▶ Given instruction
In the entries below, find the line containing "For the test set, locate each instance of the nose". Copy it and all lines after it, exactly, through the end.

▶ Supplied records
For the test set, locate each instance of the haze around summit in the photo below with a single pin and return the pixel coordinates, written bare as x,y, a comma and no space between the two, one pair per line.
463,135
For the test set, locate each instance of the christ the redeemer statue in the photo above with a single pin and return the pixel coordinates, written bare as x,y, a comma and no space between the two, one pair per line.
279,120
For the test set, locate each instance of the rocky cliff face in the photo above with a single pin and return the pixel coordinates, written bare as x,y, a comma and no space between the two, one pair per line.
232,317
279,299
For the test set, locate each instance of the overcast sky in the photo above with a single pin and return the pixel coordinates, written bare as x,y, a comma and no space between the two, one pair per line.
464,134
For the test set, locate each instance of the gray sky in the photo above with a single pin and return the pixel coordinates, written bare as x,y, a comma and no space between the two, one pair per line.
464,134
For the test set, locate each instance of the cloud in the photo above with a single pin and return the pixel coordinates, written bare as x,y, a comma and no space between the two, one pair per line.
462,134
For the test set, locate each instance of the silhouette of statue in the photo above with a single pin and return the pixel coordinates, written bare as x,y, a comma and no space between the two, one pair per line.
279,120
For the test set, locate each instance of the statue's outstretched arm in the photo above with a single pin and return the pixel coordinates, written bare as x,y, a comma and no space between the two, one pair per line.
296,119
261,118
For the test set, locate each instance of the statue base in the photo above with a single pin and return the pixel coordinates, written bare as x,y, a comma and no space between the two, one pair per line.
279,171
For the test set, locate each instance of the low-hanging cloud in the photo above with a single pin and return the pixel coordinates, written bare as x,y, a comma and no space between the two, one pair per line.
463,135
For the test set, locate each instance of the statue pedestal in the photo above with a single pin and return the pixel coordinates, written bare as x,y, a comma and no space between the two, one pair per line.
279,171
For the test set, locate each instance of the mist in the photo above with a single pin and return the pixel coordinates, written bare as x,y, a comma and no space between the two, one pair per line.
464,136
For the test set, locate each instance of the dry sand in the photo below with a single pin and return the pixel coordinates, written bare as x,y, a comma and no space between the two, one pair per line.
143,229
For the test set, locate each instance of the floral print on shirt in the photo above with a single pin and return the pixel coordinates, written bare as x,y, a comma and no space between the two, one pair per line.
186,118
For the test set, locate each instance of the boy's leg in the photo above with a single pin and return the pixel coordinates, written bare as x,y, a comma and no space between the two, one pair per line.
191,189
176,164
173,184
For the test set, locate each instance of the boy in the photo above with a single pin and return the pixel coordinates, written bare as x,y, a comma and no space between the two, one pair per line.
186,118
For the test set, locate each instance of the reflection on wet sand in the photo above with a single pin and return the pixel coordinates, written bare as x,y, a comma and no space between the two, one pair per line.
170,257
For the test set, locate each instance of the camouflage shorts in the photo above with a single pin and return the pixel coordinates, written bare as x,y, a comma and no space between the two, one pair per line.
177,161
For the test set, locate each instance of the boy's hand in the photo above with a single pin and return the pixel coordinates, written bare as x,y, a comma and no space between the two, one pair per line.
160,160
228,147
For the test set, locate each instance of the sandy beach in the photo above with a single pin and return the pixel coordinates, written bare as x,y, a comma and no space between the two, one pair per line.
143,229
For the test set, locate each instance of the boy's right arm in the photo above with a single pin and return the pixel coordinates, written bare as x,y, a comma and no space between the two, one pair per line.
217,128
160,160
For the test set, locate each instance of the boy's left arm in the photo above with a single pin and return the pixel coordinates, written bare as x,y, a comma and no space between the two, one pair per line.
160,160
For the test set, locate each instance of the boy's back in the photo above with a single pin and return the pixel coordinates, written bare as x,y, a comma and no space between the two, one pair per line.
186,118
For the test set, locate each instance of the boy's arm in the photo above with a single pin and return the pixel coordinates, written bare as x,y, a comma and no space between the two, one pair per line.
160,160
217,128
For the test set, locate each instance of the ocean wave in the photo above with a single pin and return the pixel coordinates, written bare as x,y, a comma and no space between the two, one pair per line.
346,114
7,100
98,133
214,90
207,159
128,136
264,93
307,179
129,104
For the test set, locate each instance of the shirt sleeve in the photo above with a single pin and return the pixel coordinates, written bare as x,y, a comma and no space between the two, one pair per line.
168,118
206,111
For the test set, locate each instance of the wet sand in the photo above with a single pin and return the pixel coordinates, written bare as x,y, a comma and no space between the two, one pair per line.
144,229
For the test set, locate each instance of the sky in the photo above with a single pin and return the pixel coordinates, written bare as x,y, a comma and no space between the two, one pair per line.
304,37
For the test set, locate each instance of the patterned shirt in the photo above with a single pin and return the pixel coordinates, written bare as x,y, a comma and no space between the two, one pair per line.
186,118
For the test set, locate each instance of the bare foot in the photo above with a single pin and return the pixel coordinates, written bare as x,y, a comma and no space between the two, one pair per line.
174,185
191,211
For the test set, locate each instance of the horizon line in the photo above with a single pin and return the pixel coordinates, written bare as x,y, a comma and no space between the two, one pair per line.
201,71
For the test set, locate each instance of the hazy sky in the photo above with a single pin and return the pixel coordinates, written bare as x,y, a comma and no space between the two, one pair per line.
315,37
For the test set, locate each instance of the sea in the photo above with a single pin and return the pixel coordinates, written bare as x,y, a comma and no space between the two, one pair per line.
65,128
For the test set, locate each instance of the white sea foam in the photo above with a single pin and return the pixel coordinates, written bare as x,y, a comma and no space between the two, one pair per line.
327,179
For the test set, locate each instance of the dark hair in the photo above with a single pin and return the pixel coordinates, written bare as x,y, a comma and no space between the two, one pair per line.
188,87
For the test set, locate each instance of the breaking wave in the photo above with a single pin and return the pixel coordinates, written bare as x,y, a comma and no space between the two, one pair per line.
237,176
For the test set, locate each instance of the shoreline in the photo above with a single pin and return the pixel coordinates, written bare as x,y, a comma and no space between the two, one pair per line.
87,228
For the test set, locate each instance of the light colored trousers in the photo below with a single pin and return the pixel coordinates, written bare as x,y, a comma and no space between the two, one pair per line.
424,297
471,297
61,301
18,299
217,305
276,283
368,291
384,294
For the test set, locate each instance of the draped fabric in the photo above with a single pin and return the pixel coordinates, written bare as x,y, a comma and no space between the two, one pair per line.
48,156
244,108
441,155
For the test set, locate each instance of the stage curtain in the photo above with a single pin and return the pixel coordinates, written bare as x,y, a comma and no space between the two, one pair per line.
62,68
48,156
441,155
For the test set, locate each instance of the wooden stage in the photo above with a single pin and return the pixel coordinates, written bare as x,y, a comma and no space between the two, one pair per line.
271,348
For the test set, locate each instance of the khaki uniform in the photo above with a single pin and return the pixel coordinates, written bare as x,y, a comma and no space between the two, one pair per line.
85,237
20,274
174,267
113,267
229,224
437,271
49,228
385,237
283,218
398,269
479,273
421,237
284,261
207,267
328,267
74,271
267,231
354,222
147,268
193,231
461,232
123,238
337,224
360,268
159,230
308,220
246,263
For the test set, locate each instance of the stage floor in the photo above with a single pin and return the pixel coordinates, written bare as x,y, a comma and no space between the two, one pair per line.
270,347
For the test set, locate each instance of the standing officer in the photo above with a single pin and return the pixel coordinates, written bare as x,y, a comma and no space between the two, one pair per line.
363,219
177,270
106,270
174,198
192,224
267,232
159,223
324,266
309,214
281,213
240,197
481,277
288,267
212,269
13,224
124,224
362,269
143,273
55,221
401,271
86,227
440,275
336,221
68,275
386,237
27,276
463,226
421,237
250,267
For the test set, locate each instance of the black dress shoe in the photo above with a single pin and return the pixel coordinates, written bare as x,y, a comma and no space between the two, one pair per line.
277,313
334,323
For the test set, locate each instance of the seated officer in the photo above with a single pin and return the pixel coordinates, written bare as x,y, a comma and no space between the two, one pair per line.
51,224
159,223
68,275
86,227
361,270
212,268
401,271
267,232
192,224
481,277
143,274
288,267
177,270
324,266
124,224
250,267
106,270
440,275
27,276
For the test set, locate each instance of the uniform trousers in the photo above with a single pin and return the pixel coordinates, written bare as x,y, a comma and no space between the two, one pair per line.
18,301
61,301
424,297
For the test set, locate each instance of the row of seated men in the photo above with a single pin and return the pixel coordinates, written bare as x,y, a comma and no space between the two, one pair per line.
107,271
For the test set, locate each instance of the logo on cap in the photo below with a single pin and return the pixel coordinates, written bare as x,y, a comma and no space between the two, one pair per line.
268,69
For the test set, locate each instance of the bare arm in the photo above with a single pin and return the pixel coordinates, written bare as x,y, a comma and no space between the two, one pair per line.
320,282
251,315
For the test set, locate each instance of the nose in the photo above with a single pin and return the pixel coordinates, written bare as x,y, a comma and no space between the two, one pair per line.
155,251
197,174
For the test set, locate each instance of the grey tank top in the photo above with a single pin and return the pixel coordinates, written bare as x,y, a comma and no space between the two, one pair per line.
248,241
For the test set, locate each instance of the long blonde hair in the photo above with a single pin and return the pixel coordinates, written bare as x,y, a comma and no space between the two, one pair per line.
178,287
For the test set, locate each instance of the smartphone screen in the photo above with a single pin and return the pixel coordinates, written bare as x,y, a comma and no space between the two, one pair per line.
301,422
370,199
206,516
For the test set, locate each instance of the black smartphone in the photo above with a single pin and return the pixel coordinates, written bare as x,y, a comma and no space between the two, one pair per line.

▶ Exercise output
For the test set, locate each instance of the nose in the photo above with a single pin and return the pixel coordinates, written bare as x,y, a comma and no space between the two, one pair per line.
155,251
197,174
For the test set, locate each instance of the grey tank top in the photo above with a single pin and return the pixel coordinates, written bare as x,y, a comma and no space between the two, one pair per line.
248,241
For the test set, locate each instance of the long blonde hair in the photo above with a single pin and return the pixel coordinates, written bare as x,y, a comma and no space between the two, one pair per line.
178,287
For the test set, locate each instance of the smartphone screen in the photo above with a single pin and return the pixel coordinates, written bare as x,y, a comma and no space between the two, one pair per line.
301,422
370,199
206,516
For the test set, locate each instance of the black smartphone in the photo above with a single pin and return the pixel coordinates, written bare as x,y, a comma and no space between the two, one pair per line.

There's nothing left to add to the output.